**Fragmento del documento:**
La acechanza como agravante
Hoy me refugio en un recuerdo de mis tiempos de penalista. Defendía un caso de asesinato, en el cual resultaba acusado un hombre joven, verdadera leyenda del trabajo.
Su reputación de cabeza de familia admirable era por todos reconocida. Hijo de un matrimonio ejemplar que a la hora de la muerte de su padre, se hizo cargo de seis hermanitos y una viuda virtuosa, incapaz de sobrellevar aquella carga. Levantó su familia propia; en fin, un hombre de bien en la comarca.
Un día, por desgracia, asistió a una “vela de canto”, recordatoria de un anciano amigo de su padre. Allí se congregaron moradores de la comarca a comentar las virtudes del difunto. Llegó un momento inesperado de desencuentro violento entre algunos de los asistentes.
El asunto se tornó peligroso, aunque no salieron armas a relucir, y mi defendido mediaba para separar a los violentos; resultó que también fue insultado y ofendido por dos hermanos de mala fama, que no sólo a él ultrajaban, sino que se permitieron hacer menciones dolorosas de su padre fallecido, acusándole de haber sido un “ladrón inservible.”
Aparentemente, la trifulca terminó y cada quién salió para su casa. Uno no lo hizo, mi defendido, pues se detuvo al llegar a la cañada en su regreso y aguardó el paso de los hermanos que regresaban acompañados de una pariente. Se dio entonces el encuentro fatídico y mi defendido, muy ofendido, increpó a los dos violentos hermanos por el insulto a la memoria de su padre.
Salieron a relucir las armas blancas y sus resultados dolorosos: en el caso, los dos hermanos fueron muertos y quedó herido gravemente mi defendido. La mujer, aterrorizada por el pleito, salió ilesa, naturalmente; su papel en el juicio fue servir de testigo de la ocurrencia.

**Datos disponibles:**
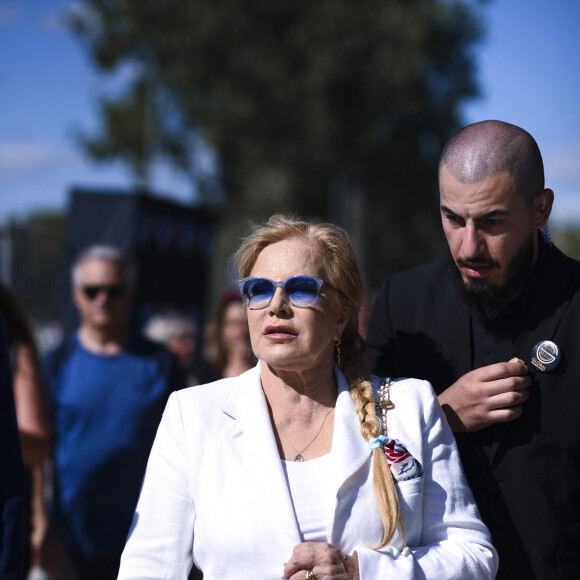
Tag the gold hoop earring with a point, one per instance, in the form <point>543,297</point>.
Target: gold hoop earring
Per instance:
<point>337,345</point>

**Tareas por realizar:**
[1] Según el texto sobre el caso de asesinato, ¿por qué increpó el defendido a los dos hermanos en la cañada? Responde en una a tres oraciones.
[2] Transcribe sin cambios el pasaje del texto sobre el caso de asesinato que va de "La acechanza como" a "leyenda del trabajo.".
[3] Enumera a todas las personas que, según el texto sobre el caso de asesinato, estuvieron presentes en el encuentro de la cañada.

**Respuestas del ejercicio:**
[1] Los increpó porque estaba muy ofendido por el insulto que habían hecho a la memoria de su padre. En la vela de canto, los dos hermanos lo habían ultrajado y habían acusado a su padre fallecido de haber sido un "ladrón inservible".

[2]
La acechanza como agravante
Hoy me refugio en un recuerdo de mis tiempos de penalista. Defendía un caso de asesinato, en el cual resultaba acusado un hombre joven, verdadera leyenda del trabajo.

[3]
- El defendido
- Los dos hermanos de mala fama
- La pariente que acompañaba a los hermanos